=== 本文 ===
↓

記憶
interview

Q:オファーを受けた時の感想は?

「ものすごく大変だなと…。これだけ出ずっぱりの連ドラっていうのもそうないだろうって思います。主人公が病気になっていくという話が主軸としてありながら、いろんな枝葉がついてストーリー展開をしていって、ほぼ1話完結みたいな感じで進んでいく流れになっていますから1話ごとに山がある。でも12話という流れの中にも大きな波があるので、これは生半可な気持ちで受けられる仕事ではないな、というのが正直な感想でした」

Q:台本を読んだ時の印象は?

「息を抜く瞬間がないというか、普通、連ドラをやっていてもどこか他人に任せられるところがあるんですけど、そういうところがない作品は本当に珍しいですよね。必ず自分が何かに絡んでいるので、撮影していると想像していた以上に大変です」

Q:役柄について

「やり手の弁護士で、彼は幼い頃からの反骨心みたいなものから弁護士という職業について『弁護士の基本は依頼人の利益を最優先する』という考えの人間です。それまでいろんなものを装い、核を隠しながらきた人間が、アルツハイマー病を患うことによってその核の周りについた衣を剥がされていき、最終的には生まれてきたままの自分になっていく。ある意味、人間として再生していく人物だと感じました」

Q:役作りで気をつけたところ、大切にしたところは?

「やっぱり嫌なところではうんと嫌な人間でありたいなと思っています。でも根本にある優しさってものだけは失わないんじゃなくて、失えない自分がいるっていう。その葛藤を常に持っている人間でありたいなと思っています」

中井貴一
中井貴一

Q:リメイクするという点で意識したところはありますか?

↑

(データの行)

↓

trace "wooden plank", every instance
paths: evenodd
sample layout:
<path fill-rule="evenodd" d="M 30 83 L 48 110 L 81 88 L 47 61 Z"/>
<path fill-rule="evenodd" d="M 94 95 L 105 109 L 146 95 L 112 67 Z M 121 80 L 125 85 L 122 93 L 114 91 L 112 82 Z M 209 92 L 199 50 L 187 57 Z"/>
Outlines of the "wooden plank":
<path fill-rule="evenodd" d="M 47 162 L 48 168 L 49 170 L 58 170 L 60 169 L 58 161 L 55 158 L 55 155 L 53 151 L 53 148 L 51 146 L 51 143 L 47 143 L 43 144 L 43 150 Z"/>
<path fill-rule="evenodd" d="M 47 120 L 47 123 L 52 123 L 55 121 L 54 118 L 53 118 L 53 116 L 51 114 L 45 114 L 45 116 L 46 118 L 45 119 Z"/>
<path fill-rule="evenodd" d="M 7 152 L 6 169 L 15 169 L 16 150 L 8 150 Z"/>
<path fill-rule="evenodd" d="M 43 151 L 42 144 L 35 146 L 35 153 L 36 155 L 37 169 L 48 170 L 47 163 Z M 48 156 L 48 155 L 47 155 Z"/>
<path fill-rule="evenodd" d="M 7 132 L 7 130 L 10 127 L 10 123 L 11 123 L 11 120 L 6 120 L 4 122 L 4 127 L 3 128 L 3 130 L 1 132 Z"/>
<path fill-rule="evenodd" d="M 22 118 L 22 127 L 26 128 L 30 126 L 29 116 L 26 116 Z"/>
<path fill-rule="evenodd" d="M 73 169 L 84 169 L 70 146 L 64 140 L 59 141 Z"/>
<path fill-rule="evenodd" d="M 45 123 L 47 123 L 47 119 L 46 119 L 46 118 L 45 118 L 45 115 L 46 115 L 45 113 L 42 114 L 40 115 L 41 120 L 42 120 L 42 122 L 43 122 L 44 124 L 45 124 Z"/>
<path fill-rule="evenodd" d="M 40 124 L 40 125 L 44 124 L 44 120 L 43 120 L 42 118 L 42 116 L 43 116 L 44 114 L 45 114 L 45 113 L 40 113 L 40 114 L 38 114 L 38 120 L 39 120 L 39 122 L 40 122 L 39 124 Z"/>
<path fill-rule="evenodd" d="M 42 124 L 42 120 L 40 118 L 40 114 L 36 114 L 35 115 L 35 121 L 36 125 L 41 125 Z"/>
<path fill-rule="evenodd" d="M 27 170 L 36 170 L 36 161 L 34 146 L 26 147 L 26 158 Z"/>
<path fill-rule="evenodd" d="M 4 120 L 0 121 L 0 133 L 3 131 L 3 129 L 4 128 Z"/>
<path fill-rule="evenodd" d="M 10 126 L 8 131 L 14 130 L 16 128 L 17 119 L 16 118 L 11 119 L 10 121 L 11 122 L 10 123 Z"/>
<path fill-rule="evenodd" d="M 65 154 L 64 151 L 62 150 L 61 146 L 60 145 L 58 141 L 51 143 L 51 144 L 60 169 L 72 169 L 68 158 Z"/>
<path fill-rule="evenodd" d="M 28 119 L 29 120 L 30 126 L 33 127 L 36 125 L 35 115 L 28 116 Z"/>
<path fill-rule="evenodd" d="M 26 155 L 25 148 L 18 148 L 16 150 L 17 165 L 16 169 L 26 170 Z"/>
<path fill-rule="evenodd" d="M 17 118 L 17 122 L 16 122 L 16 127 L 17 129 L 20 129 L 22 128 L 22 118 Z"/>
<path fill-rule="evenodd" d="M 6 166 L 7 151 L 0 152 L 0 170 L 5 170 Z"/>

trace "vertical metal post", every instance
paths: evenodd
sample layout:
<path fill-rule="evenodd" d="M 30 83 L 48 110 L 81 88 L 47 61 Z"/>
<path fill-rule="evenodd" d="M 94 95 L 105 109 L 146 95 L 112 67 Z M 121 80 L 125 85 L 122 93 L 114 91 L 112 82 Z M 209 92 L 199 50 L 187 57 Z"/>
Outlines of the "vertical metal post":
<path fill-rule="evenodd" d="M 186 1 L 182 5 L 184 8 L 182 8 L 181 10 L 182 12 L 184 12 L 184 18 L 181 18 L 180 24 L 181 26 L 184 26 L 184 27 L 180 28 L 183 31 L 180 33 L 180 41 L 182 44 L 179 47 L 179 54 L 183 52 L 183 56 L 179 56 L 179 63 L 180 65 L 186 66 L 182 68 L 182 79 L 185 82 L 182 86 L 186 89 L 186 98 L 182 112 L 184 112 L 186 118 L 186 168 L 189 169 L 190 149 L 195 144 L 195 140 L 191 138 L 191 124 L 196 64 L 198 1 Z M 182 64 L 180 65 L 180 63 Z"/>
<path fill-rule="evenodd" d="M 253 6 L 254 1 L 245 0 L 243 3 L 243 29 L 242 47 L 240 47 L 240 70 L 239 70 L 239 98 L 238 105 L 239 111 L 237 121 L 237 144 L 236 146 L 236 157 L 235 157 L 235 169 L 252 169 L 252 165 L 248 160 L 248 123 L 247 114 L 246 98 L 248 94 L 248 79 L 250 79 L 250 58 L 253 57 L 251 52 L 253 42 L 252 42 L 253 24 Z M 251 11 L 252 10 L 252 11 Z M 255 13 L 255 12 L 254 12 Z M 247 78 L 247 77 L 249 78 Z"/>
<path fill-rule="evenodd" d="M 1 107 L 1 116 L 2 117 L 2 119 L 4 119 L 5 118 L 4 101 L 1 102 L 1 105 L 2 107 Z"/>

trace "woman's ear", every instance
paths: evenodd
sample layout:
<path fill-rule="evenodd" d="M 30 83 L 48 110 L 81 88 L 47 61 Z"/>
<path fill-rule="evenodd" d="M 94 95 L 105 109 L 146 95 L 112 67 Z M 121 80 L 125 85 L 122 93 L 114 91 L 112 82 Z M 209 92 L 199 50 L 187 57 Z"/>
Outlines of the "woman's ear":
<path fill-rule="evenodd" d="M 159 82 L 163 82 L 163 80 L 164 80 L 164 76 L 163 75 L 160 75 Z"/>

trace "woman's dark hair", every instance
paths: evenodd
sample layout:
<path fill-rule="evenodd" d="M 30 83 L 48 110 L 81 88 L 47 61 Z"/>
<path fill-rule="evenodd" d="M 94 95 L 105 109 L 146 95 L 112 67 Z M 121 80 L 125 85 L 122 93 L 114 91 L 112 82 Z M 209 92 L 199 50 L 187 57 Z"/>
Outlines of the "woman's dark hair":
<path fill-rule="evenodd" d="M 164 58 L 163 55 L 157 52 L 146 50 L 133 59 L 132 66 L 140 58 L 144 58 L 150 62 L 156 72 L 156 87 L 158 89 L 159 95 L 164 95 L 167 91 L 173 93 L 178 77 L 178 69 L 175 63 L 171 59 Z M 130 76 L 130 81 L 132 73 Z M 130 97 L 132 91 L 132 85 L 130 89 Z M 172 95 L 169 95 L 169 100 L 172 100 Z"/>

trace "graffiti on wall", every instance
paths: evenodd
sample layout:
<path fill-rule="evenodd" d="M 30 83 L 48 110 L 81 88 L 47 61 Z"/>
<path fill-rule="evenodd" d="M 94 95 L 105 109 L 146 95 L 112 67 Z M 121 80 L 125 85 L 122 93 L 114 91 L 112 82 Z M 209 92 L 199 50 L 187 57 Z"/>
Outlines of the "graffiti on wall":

↑

=== やること ===
[1] インタビューで、演じる人物の職業は何だと述べられていますか。
[2] インタビューを、最後の質問のあとから再開して続きを書いてください。
行はこの作業とは関係ありません。

=== 各問の答え ===
[1] やり手の弁護士です。

[2]
「日本でも当然韓国の『記憶』をご覧になった方もいて、見比べられるわけですから、そういう意味では覚悟を持たなければいけないと思ってます。日本は島国だからか、他の言語のものを見た段階で、みんながそこにリアリティを感じなくていいっていう風に一本線を引けるんです。フィクションはフィクションとしてとらえてくれる。ところが日本語でやることによってドラマはフィクションなのにどこかにノンフィクションを重ねてくる傾向がある。だから、日本語でやっているドラマには『こんなことないよ』ってクレームがつくことがある。でも韓流など他国言語でやっているものにはどんなにオーバーなことがあってもこれはあるのかもしれないと認めてくれるお客さんがいる。自分も含めてそうですけど、そこの間を埋めなきゃならない。韓流を見た人たちが100%納得できるものを日本人としてのやり方でお送りしなきゃいけないわけで、今まで向こうでは許されてる大きな芝居を僕が同じようにやったら、『ちょっとどうなのそれ?』って言われるので、そこはとても注意しながら、でもこっちの方が面白かったと1人でも2人でも言って頂けるようにしなきゃいけないなと思っています」

Q:共演者の方たちとお芝居をやってみての感想

「自分のことで精一杯で今までいろんなドラマをやってきましたけど、本当に余裕がなくて。本庄みたいに愛されてる人はいないって気がするんですね。これだけ酷いことをしていながら、元奥さんからも今の奥さんからも自分たちの部下からも好意的に思われてる。役をやりながら申し訳ないなと思いながら、でもそれぞれの俳優さんたちがそのまま役で接してくれている感じがして、そういう意味ではとっても上手くいってると思いますし、優香さんの優しさだったり、天真爛漫さだったり、そういうものが役を救ってくれてるなという時がありますね」

中井貴一

Q:もしも自分が徐々に記憶を失うとしたら残したいもの、大切にしたいものは何ですか?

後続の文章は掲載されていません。